▸ **Task to complete**
Start at the line in the entries below that contains "Where can the bare foot", stop at the line that contains "Where can the right", and output exactly the lines in that span, both ends included.

══════════════════════════════

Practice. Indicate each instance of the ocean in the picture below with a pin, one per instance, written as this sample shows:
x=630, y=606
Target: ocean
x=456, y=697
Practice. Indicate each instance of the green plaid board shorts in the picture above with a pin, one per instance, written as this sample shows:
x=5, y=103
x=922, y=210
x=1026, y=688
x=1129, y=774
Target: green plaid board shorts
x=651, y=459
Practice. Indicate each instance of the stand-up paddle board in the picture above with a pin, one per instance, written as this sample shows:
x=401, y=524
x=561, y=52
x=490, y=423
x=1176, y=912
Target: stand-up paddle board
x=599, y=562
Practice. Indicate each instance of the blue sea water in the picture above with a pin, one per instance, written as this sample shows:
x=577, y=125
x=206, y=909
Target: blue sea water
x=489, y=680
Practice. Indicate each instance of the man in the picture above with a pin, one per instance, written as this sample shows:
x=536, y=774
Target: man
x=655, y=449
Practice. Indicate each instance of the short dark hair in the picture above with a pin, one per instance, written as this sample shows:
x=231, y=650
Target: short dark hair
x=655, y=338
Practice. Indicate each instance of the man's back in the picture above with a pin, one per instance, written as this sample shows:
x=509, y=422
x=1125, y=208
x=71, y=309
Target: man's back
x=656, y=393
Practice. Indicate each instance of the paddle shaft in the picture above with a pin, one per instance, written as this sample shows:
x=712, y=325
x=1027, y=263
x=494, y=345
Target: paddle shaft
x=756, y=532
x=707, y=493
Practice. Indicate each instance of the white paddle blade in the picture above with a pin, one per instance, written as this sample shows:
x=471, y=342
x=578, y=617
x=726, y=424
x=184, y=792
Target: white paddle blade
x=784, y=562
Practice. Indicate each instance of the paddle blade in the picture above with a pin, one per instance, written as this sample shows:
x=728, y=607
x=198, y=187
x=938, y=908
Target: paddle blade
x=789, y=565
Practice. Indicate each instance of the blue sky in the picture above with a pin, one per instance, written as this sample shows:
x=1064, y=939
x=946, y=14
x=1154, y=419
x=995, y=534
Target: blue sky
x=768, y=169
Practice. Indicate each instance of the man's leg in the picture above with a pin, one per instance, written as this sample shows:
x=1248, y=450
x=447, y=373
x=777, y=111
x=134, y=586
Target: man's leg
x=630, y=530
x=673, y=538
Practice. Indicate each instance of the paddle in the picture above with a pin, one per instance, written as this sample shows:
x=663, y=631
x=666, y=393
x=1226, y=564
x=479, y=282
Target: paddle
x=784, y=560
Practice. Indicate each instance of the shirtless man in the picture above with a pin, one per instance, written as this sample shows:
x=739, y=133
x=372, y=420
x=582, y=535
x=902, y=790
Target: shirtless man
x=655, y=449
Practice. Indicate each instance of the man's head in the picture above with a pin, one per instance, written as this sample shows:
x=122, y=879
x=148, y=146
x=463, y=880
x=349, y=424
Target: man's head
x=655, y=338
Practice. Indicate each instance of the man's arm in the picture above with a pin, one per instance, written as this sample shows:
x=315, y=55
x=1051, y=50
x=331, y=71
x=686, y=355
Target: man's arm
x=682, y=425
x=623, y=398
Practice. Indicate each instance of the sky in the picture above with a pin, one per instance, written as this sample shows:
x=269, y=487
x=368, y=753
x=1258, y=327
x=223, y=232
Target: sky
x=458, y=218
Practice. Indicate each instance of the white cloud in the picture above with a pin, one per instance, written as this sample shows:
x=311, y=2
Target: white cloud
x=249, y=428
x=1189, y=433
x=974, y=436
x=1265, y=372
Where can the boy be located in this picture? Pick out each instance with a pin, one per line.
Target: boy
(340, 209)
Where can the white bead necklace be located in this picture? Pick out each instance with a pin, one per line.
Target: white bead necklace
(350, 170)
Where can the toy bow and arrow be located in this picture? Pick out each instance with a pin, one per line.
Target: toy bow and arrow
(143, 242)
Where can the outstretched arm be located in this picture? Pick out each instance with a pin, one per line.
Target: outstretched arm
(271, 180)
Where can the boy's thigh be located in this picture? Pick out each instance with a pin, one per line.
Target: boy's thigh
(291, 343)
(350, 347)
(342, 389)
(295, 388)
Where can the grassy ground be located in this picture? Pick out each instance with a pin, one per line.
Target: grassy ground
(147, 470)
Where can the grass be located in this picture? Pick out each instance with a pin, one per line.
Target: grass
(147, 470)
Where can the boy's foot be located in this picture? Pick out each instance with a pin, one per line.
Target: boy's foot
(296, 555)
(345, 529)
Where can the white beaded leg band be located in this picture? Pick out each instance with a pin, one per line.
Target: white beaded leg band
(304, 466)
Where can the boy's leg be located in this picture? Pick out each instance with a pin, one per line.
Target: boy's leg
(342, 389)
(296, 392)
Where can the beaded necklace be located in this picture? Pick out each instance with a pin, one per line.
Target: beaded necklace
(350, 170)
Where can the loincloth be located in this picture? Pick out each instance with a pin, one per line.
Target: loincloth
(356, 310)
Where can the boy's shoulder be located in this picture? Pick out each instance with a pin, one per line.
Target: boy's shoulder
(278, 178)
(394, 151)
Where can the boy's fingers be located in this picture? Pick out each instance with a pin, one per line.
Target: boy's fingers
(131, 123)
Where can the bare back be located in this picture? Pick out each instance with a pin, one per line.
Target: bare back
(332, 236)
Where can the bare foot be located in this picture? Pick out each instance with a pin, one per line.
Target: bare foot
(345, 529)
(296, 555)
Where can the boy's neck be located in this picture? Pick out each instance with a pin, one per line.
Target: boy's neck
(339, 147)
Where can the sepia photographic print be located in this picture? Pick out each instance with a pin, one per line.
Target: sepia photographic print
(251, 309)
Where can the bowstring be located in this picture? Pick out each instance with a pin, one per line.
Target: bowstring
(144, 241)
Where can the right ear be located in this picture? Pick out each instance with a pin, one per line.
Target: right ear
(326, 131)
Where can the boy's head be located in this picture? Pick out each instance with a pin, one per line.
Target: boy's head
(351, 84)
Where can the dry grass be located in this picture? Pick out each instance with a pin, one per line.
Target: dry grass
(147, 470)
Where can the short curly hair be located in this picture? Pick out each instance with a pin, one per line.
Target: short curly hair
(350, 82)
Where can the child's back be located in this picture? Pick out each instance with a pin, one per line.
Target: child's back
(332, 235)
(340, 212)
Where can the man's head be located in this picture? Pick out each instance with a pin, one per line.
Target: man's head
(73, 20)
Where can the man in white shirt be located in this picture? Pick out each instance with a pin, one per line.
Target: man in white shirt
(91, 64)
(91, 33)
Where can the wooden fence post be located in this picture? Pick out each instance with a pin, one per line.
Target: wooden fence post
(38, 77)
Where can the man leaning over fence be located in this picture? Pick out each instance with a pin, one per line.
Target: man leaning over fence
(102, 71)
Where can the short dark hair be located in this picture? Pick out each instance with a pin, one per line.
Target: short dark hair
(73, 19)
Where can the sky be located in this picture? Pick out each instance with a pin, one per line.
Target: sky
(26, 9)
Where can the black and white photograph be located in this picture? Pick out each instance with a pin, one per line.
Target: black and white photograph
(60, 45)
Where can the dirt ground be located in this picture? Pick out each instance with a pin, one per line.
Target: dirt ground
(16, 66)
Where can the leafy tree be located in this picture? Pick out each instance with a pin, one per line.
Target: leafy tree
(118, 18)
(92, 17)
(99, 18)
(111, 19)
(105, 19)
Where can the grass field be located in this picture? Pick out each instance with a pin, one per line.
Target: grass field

══════════════════════════════

▸ **Exercise solution**
Where can the bare foot be located in this picture? Pick out each instance with a pin, one per line.
Target: bare foot
(345, 529)
(296, 555)
Where can the boy's neck be located in this picture? Pick out each instance with a pin, one per line.
Target: boy's neck
(339, 147)
Where can the sepia photographic print be located in this picture? Pick out each instance with a pin, one per line.
Target: sepia photographic print
(251, 309)
Where can the bowstring be located in this picture? Pick out each instance with a pin, one per line.
Target: bowstring
(144, 241)
Where can the right ear be located in this picture? Pick out each instance with a pin, one per line.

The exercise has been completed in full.